[[ Data in this exercise, beginning ]]

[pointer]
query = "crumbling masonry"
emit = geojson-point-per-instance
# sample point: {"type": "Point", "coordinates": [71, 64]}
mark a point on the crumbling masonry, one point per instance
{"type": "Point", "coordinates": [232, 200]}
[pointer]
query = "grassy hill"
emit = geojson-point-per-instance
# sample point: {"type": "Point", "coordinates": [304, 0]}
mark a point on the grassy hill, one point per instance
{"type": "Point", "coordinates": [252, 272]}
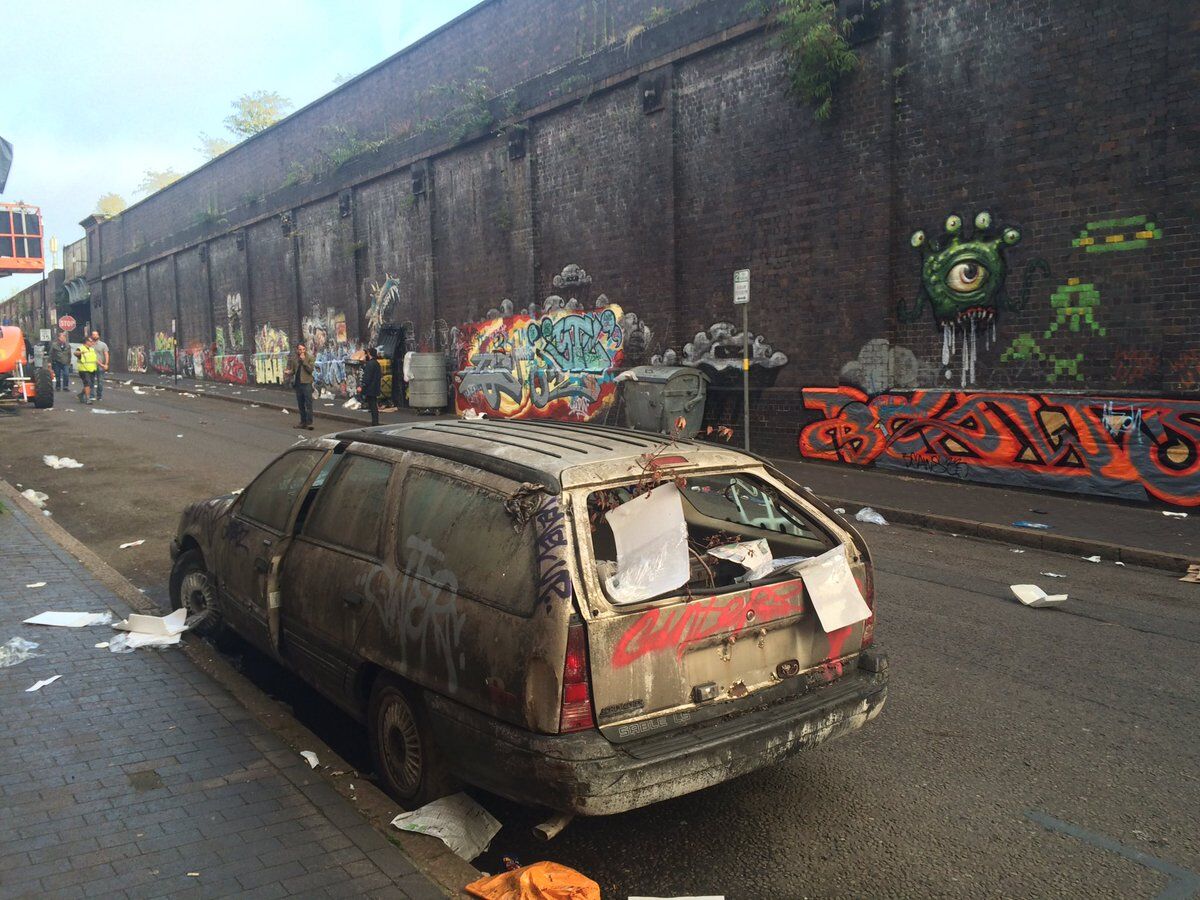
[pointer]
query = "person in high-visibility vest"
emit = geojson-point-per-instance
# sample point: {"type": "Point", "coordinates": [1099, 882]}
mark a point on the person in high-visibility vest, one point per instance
{"type": "Point", "coordinates": [88, 365]}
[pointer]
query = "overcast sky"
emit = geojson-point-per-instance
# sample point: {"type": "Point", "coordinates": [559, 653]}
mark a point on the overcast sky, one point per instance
{"type": "Point", "coordinates": [96, 94]}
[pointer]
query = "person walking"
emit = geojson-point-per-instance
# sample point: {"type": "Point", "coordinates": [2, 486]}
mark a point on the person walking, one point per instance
{"type": "Point", "coordinates": [372, 383]}
{"type": "Point", "coordinates": [60, 361]}
{"type": "Point", "coordinates": [88, 367]}
{"type": "Point", "coordinates": [300, 372]}
{"type": "Point", "coordinates": [101, 364]}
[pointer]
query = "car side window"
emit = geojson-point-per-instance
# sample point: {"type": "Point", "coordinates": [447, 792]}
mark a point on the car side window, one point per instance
{"type": "Point", "coordinates": [271, 497]}
{"type": "Point", "coordinates": [461, 538]}
{"type": "Point", "coordinates": [351, 508]}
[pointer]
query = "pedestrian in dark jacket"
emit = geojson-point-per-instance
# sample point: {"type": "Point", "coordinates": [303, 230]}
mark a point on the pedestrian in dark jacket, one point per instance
{"type": "Point", "coordinates": [60, 360]}
{"type": "Point", "coordinates": [299, 372]}
{"type": "Point", "coordinates": [372, 383]}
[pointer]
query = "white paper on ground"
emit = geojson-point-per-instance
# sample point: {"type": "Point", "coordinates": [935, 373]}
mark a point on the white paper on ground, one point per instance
{"type": "Point", "coordinates": [1033, 595]}
{"type": "Point", "coordinates": [754, 556]}
{"type": "Point", "coordinates": [833, 589]}
{"type": "Point", "coordinates": [157, 625]}
{"type": "Point", "coordinates": [652, 545]}
{"type": "Point", "coordinates": [70, 619]}
{"type": "Point", "coordinates": [41, 684]}
{"type": "Point", "coordinates": [457, 821]}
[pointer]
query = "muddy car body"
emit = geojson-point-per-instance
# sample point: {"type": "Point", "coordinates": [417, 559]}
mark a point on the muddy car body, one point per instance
{"type": "Point", "coordinates": [445, 583]}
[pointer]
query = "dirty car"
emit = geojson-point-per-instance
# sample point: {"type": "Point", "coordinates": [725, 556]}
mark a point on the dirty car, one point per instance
{"type": "Point", "coordinates": [571, 616]}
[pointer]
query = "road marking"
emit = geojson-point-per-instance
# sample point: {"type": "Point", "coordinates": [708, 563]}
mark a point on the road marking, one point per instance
{"type": "Point", "coordinates": [1185, 883]}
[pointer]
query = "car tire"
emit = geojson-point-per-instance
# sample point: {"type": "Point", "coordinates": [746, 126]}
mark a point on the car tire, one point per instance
{"type": "Point", "coordinates": [407, 760]}
{"type": "Point", "coordinates": [192, 586]}
{"type": "Point", "coordinates": [43, 389]}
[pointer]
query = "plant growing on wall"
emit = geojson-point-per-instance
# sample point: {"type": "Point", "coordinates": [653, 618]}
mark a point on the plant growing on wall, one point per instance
{"type": "Point", "coordinates": [814, 42]}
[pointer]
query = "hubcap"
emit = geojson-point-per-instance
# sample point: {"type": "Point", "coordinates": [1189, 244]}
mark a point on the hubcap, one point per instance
{"type": "Point", "coordinates": [401, 745]}
{"type": "Point", "coordinates": [196, 592]}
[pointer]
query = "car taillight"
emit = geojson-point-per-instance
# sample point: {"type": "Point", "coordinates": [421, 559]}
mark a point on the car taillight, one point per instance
{"type": "Point", "coordinates": [576, 685]}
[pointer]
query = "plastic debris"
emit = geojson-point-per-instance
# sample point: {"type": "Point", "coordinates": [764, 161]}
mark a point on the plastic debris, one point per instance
{"type": "Point", "coordinates": [540, 881]}
{"type": "Point", "coordinates": [1033, 595]}
{"type": "Point", "coordinates": [36, 497]}
{"type": "Point", "coordinates": [39, 685]}
{"type": "Point", "coordinates": [868, 515]}
{"type": "Point", "coordinates": [61, 462]}
{"type": "Point", "coordinates": [457, 821]}
{"type": "Point", "coordinates": [70, 619]}
{"type": "Point", "coordinates": [16, 649]}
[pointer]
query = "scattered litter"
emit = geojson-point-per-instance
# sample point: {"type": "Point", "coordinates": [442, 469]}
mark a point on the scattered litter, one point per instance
{"type": "Point", "coordinates": [833, 591]}
{"type": "Point", "coordinates": [61, 462]}
{"type": "Point", "coordinates": [41, 684]}
{"type": "Point", "coordinates": [868, 515]}
{"type": "Point", "coordinates": [457, 821]}
{"type": "Point", "coordinates": [545, 881]}
{"type": "Point", "coordinates": [16, 651]}
{"type": "Point", "coordinates": [149, 631]}
{"type": "Point", "coordinates": [71, 619]}
{"type": "Point", "coordinates": [36, 497]}
{"type": "Point", "coordinates": [1033, 595]}
{"type": "Point", "coordinates": [652, 546]}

[[ Data in this exercise, end ]]

**Your assignment**
Verbatim repetition of the entries is required, excluding any pictures.

**Result of this task**
[pointer]
query = "crumbling masonry"
emit = geojson-point-per-instance
# sample point: {"type": "Point", "coordinates": [71, 64]}
mark a point on the crumbling masonry, one point per instance
{"type": "Point", "coordinates": [232, 200]}
[pointer]
query = "grassy hill"
emit = geojson-point-per-instance
# sample point: {"type": "Point", "coordinates": [304, 0]}
mark a point on the grassy hill, one point per instance
{"type": "Point", "coordinates": [252, 272]}
[pointer]
query = "person in high-visibility vest"
emit = geojson-point-per-instance
# sample point: {"type": "Point", "coordinates": [1099, 882]}
mark a point on the person in high-visibility vest, one point per instance
{"type": "Point", "coordinates": [88, 365]}
[pointer]
query = "overcast sky"
emit = geojson-point-per-instance
# sample point: {"type": "Point", "coordinates": [559, 653]}
mark a point on the overcast sky, one point per instance
{"type": "Point", "coordinates": [96, 94]}
[pointer]
query = "person walking"
emit = geojson-point-per-instance
# sample point: {"type": "Point", "coordinates": [2, 486]}
mark a point on the person walking, one point per instance
{"type": "Point", "coordinates": [372, 383]}
{"type": "Point", "coordinates": [60, 361]}
{"type": "Point", "coordinates": [88, 367]}
{"type": "Point", "coordinates": [300, 372]}
{"type": "Point", "coordinates": [101, 364]}
[pointer]
query = "car side window"
emit = geojson-point-per-instance
# sample point: {"type": "Point", "coordinates": [447, 792]}
mark a point on the car side window, one point per instance
{"type": "Point", "coordinates": [271, 497]}
{"type": "Point", "coordinates": [461, 538]}
{"type": "Point", "coordinates": [351, 508]}
[pointer]
query = "pedestrian in dark jacket"
emit = geojson-point-per-instance
# sample point: {"type": "Point", "coordinates": [303, 230]}
mark a point on the pedestrian in dark jacket, one point per instance
{"type": "Point", "coordinates": [60, 360]}
{"type": "Point", "coordinates": [299, 372]}
{"type": "Point", "coordinates": [372, 383]}
[pointer]
query = "white paper on ground"
emit = geojson-point-per-instance
# sample point: {"type": "Point", "coordinates": [935, 373]}
mark a point on the white paper on ground, one point per instance
{"type": "Point", "coordinates": [1033, 595]}
{"type": "Point", "coordinates": [754, 556]}
{"type": "Point", "coordinates": [833, 589]}
{"type": "Point", "coordinates": [157, 625]}
{"type": "Point", "coordinates": [652, 545]}
{"type": "Point", "coordinates": [70, 619]}
{"type": "Point", "coordinates": [41, 684]}
{"type": "Point", "coordinates": [457, 821]}
[pointer]
query = "muddy car body"
emit = geojson-point-per-instance
# sample point: {"type": "Point", "coordinates": [417, 559]}
mark a point on the muddy car body, one point per instance
{"type": "Point", "coordinates": [445, 583]}
[pointer]
query = "dirty car"
emit = geojson-point-per-instance
# sample point: {"type": "Point", "coordinates": [725, 556]}
mark a point on the dirty car, one point per instance
{"type": "Point", "coordinates": [571, 616]}
[pointer]
query = "road marking"
emit = geojson-point-per-instance
# sample point: {"type": "Point", "coordinates": [708, 563]}
mark a point on the road marking, one point per instance
{"type": "Point", "coordinates": [1185, 883]}
[pointer]
query = "car tire"
emit = geojson-point-per-instance
# sample point: {"type": "Point", "coordinates": [746, 126]}
mark a point on the car tire, one point per instance
{"type": "Point", "coordinates": [407, 760]}
{"type": "Point", "coordinates": [192, 586]}
{"type": "Point", "coordinates": [43, 389]}
[pointer]
query = "plant growing on wall"
emit = geojson-point-per-instance
# sample point: {"type": "Point", "coordinates": [653, 618]}
mark a point on the plant growing on wall, one point per instance
{"type": "Point", "coordinates": [814, 42]}
[pointer]
query = "hubcap"
emit = geojson-point-per-instance
# sample point: {"type": "Point", "coordinates": [1189, 244]}
mark a point on the hubcap, one point per instance
{"type": "Point", "coordinates": [401, 745]}
{"type": "Point", "coordinates": [196, 592]}
[pointer]
query = "car taillight"
emit = geojson-point-per-instance
# sample point: {"type": "Point", "coordinates": [421, 559]}
mark a point on the car taillight, one point per instance
{"type": "Point", "coordinates": [576, 685]}
[pointer]
query = "plastic debris"
emit = geojson-point-per-instance
# sample point: {"type": "Point", "coordinates": [764, 161]}
mark a point on the plastic debris, one point per instance
{"type": "Point", "coordinates": [540, 881]}
{"type": "Point", "coordinates": [1033, 595]}
{"type": "Point", "coordinates": [36, 497]}
{"type": "Point", "coordinates": [39, 685]}
{"type": "Point", "coordinates": [868, 515]}
{"type": "Point", "coordinates": [61, 462]}
{"type": "Point", "coordinates": [457, 821]}
{"type": "Point", "coordinates": [70, 619]}
{"type": "Point", "coordinates": [16, 649]}
[pointer]
query = "scattered litter"
emit = geojson-point-per-instance
# sample point: {"type": "Point", "coordinates": [442, 469]}
mark a point on the scattered litter, one point per instance
{"type": "Point", "coordinates": [833, 591]}
{"type": "Point", "coordinates": [61, 462]}
{"type": "Point", "coordinates": [41, 684]}
{"type": "Point", "coordinates": [868, 515]}
{"type": "Point", "coordinates": [457, 821]}
{"type": "Point", "coordinates": [545, 881]}
{"type": "Point", "coordinates": [16, 651]}
{"type": "Point", "coordinates": [149, 631]}
{"type": "Point", "coordinates": [71, 619]}
{"type": "Point", "coordinates": [36, 497]}
{"type": "Point", "coordinates": [1033, 595]}
{"type": "Point", "coordinates": [652, 546]}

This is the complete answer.